* _WHAT IS EXPECTED_: Of the records that follow, copy only the lines from the line containing "Need: a point for each instance of the insect" to the line containing "Need: a point for each instance of the beetle antenna", both included, exactly as written.

* _DATASET CONTENT_:
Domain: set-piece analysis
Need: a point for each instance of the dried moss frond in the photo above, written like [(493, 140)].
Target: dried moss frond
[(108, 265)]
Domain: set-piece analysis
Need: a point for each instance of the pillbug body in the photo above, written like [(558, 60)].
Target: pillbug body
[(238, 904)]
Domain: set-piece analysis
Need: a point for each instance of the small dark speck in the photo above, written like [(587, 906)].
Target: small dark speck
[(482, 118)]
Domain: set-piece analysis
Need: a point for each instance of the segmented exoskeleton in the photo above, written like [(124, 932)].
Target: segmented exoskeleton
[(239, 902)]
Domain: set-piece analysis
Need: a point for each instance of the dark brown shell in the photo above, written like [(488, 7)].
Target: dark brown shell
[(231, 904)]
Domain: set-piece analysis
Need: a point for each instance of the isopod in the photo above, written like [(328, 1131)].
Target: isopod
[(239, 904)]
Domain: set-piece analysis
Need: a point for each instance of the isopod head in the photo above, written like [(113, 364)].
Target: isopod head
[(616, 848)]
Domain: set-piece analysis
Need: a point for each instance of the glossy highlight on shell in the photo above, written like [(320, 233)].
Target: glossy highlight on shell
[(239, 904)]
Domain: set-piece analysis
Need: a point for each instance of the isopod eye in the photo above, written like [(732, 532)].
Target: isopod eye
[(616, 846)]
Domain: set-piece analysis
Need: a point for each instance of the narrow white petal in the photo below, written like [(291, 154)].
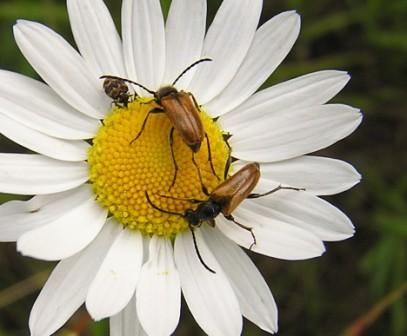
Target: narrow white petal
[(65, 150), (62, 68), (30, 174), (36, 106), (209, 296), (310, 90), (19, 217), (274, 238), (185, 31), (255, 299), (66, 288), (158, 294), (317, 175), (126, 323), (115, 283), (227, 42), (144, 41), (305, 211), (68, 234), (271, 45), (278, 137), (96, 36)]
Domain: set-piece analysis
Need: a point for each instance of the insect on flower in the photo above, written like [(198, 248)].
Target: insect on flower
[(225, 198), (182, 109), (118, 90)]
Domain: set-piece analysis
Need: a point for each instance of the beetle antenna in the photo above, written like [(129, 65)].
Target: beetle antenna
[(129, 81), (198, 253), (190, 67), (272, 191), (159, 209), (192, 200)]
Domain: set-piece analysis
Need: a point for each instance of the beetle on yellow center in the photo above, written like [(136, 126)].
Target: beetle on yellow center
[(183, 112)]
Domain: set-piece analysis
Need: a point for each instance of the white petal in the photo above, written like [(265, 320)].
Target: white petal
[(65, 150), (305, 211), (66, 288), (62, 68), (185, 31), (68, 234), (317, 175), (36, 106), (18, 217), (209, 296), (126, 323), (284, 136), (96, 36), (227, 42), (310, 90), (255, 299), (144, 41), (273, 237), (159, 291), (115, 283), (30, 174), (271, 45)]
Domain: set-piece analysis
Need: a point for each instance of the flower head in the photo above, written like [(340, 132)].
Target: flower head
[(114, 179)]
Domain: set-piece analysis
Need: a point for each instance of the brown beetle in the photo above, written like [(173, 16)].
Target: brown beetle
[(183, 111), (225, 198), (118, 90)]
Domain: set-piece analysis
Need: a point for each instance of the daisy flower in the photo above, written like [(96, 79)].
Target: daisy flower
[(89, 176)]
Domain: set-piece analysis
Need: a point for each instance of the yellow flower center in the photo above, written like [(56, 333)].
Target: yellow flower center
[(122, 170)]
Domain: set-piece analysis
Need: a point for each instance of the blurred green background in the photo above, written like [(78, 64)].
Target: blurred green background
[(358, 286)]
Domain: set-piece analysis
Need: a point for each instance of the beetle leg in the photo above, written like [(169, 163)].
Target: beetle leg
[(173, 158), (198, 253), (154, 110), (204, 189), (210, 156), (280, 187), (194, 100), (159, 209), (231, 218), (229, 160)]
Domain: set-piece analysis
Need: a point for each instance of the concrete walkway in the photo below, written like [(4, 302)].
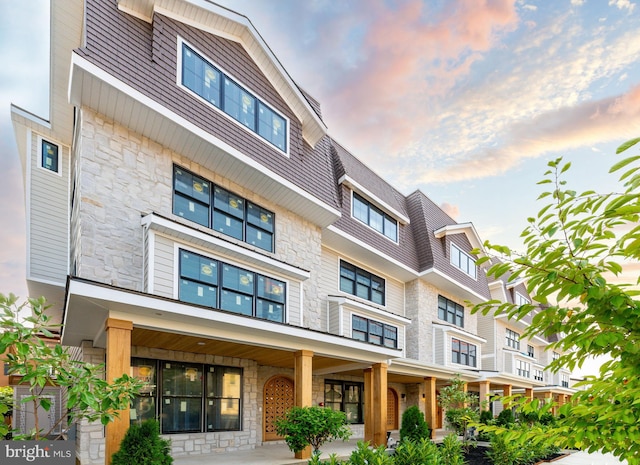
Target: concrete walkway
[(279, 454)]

* _EXERCISE RESPONSE_:
Need: a point for each instance of the insect on flower in the photo above, written like [(198, 248)].
Target: insect on flower
[(225, 198), (182, 109), (118, 90)]
Domain: set-piece analysis
Need: a point for each instance of the beetle antenna in the photo above, written like [(129, 65)].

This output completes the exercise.